** Begin Source text **
Gestures were automatically extracted from the video using an algorithm that incorporated computer-vision techniques to identify and track hand motions and distinguish left and right hands even when the hands were clasped. The algorithm also detected gestural features the researchers suspected beforehand might correlate with audience attention, specifically velocity but also change in direction and what is called an invitation feature, where the hands are spread in an open manner. (In previous work studying teacher gestures, the authors were the first to identify this type of gesture.)
Another feature was likelihood of hand position. Though gestures vary greatly from person to person, individuals have their own habits. They may move their hands up and down or left and right, but they tend to do within a defined area, or home base, only occasionally moving their hands outside the home base. These non-habitual, or extremal, poses became an additional feature.
From tracking gestures, it was immediately apparent that Romney used his hands more and made more use of extremal gestures. This was true in both debates 1 and 3. (The study did not look at debate 2 where the format—candidates stood and walked while holding a microphone—could bias the gestures.) Obama, widely criticized for his lackluster performance in debate 1, gestured less and made zero extremal gestures in the first debate. If gestures alone decided the debate winner, Obama lost debate 1. (He would improve in the third debate, probably after coaching.)
For gauging the level of interest, researchers chose EEG data since it is a direct, non-intrusive measure of brain activity already known to capture information related to attention. Electrodes were attached to the scalp of the 20 study participants to record brain activity while they watched debate clips. The data capture was carried out in the lab of
While the EEG data showed many patterns of activity, there was a lot of underlying signal, from which researchers identified three main components. Two corresponded to specific areas of the brain: the first to electrodes near the visual cortex, with more activity suggesting that audience members were actively watching a candidate. The second component was generated near the prefrontal cortex, the site of executive function and decision-making, indicating that audience members were thinking and making decisions. (It was not possible to specify a source for the third component.)
** End Source text **
** Begin Source data **
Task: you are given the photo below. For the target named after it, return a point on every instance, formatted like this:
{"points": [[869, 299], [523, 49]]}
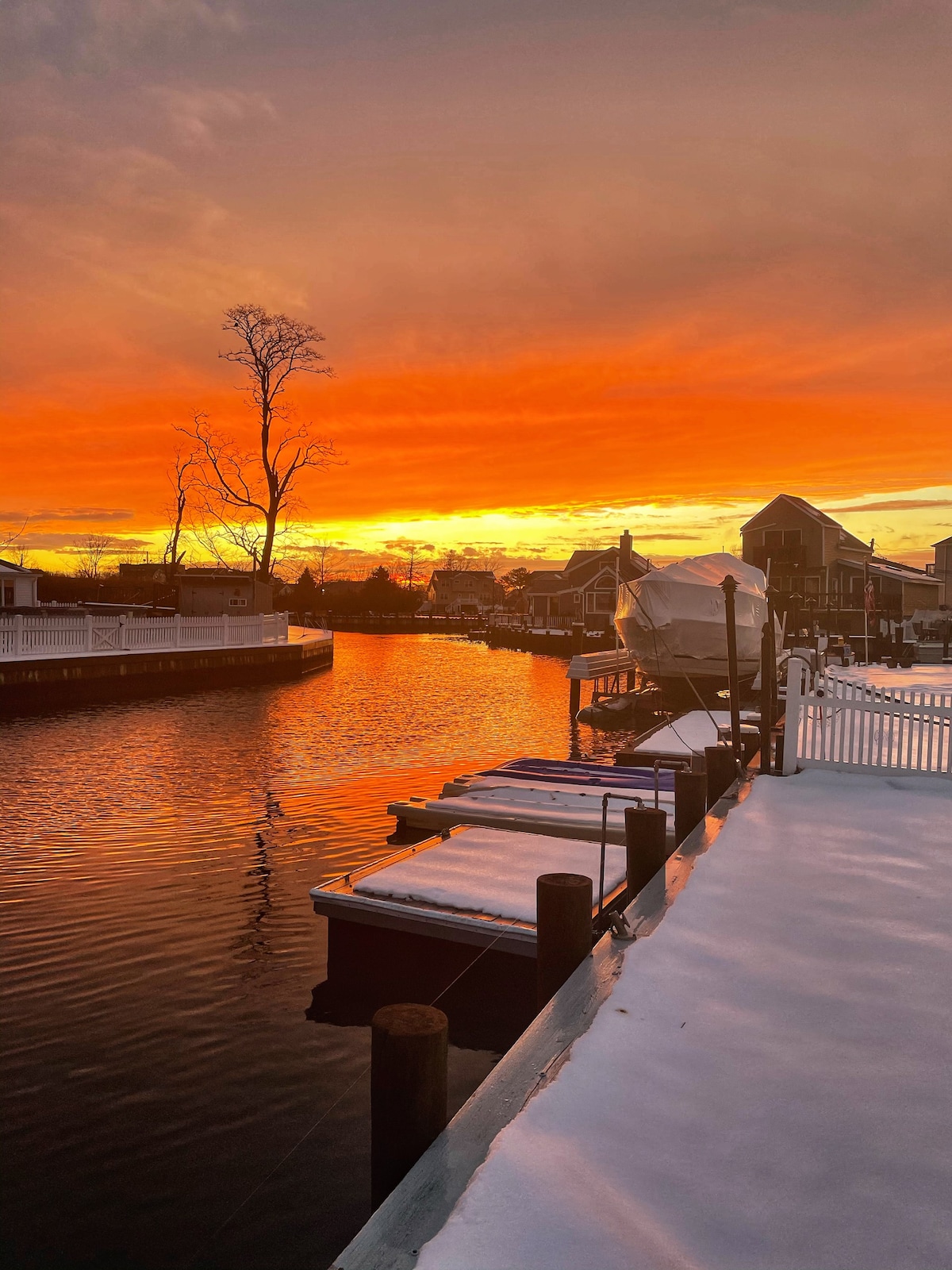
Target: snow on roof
{"points": [[18, 568], [930, 679], [767, 1083]]}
** End Source data **
# [Exercise 1]
Answer these questions using the debate gestures text:
(a) Which debate did the study leave out?
(b) How many study participants had electrodes attached to the scalp?
(c) Near which part of the brain was the second EEG component generated?
# [Exercise 2]
In the debate gestures text, condense the paragraph beginning "Another feature was likelihood of hand position" into a short bulleted list that keeps its main facts.
# [Exercise 3]
Reproduce the passage from the debate gestures text starting with "Gestures were automatically" and going on through "type of gesture.)".
Rely only on the debate gestures text to complete this work.

# [Exercise solution 1]
(a) Debate 2.
(b) 20.
(c) The prefrontal cortex.

# [Exercise solution 2]
- Likelihood of hand position was another feature.
- Gestures vary greatly between people, but individuals have their own habits.
- People tend to move their hands within a defined area, or home base, and only occasionally move them outside it.
- These non-habitual, or extremal, poses became an additional feature.

# [Exercise solution 3]
Gestures were automatically extracted from the video using an algorithm that incorporated computer-vision techniques to identify and track hand motions and distinguish left and right hands even when the hands were clasped. The algorithm also detected gestural features the researchers suspected beforehand might correlate with audience attention, specifically velocity but also change in direction and what is called an invitation feature, where the hands are spread in an open manner. (In previous work studying teacher gestures, the authors were the first to identify this type of gesture.)